Goal -
Copy the rows below word for word, starting with the line that contains "the white letter." and going on through the last line of the rows.

Provided information -
** Begin **

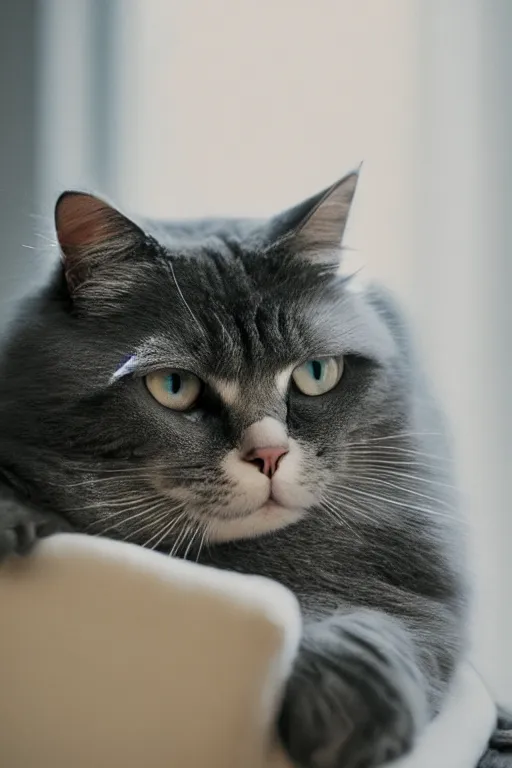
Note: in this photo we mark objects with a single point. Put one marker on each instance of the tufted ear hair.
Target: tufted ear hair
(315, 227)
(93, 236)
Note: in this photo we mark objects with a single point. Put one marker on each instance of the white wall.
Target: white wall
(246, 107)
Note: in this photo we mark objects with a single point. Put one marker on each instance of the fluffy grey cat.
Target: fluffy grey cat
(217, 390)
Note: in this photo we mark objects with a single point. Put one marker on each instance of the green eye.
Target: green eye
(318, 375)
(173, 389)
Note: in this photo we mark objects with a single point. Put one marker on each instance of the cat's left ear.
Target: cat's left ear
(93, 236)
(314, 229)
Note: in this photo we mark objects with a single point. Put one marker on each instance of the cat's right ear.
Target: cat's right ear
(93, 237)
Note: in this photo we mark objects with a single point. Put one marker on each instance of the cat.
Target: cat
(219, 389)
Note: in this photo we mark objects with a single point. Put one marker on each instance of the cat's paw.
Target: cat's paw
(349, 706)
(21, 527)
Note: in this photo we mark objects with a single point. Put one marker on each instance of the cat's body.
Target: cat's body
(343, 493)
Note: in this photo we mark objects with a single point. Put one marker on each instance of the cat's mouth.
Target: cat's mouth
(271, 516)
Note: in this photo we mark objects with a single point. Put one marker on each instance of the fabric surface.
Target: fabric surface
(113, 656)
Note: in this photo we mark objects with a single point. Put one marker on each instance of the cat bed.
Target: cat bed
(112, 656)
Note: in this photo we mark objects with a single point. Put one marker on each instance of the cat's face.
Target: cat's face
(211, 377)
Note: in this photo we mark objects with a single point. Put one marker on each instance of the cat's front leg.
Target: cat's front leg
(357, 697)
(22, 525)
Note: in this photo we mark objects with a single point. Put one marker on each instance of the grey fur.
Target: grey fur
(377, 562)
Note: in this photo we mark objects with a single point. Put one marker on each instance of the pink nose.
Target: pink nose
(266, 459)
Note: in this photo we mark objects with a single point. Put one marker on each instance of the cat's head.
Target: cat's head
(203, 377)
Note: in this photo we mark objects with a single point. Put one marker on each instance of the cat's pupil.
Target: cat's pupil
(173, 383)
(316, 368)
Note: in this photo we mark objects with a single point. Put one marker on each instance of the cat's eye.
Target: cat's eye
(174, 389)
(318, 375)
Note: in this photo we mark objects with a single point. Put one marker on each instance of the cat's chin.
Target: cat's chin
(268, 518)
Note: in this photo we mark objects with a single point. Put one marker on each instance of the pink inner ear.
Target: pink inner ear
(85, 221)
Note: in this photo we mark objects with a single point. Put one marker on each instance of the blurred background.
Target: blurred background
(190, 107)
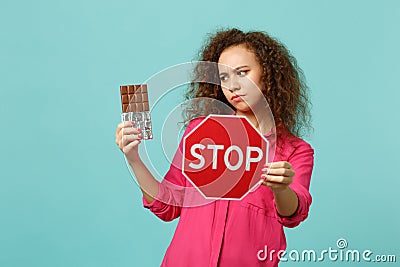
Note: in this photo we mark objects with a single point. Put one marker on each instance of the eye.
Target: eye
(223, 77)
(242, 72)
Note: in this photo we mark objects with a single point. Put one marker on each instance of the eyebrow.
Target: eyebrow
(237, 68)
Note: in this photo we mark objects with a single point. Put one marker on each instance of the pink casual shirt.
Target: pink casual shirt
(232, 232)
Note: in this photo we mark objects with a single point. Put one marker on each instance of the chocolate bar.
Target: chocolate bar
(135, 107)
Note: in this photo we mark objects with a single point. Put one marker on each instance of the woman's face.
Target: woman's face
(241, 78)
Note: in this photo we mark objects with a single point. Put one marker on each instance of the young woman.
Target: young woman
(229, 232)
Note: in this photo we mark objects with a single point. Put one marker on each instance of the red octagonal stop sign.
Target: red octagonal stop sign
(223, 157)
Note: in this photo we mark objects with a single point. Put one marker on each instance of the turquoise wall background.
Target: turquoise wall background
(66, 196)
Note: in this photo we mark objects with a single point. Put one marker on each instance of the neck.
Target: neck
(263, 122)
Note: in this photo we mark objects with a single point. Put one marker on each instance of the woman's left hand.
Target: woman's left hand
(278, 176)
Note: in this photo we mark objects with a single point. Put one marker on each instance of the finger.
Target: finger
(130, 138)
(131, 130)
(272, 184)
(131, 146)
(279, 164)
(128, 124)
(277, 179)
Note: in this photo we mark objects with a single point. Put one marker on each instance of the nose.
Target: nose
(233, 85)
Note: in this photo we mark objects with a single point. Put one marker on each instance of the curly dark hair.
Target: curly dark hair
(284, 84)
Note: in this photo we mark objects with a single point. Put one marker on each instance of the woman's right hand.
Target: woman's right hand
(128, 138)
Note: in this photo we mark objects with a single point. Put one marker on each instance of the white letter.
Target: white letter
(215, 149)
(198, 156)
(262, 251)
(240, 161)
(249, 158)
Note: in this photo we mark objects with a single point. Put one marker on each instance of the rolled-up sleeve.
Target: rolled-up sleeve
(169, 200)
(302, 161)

** End **

Response for this exercise -
Note: in this photo we mark objects with a single point. Put one marker on each instance of the white letter.
Target: white letter
(215, 149)
(198, 156)
(262, 251)
(240, 161)
(249, 158)
Note: in this photo we mark objects with a single point. Put one marker on each instance of the rolled-up sleeve.
Target: rolled-up sleeve
(169, 200)
(302, 161)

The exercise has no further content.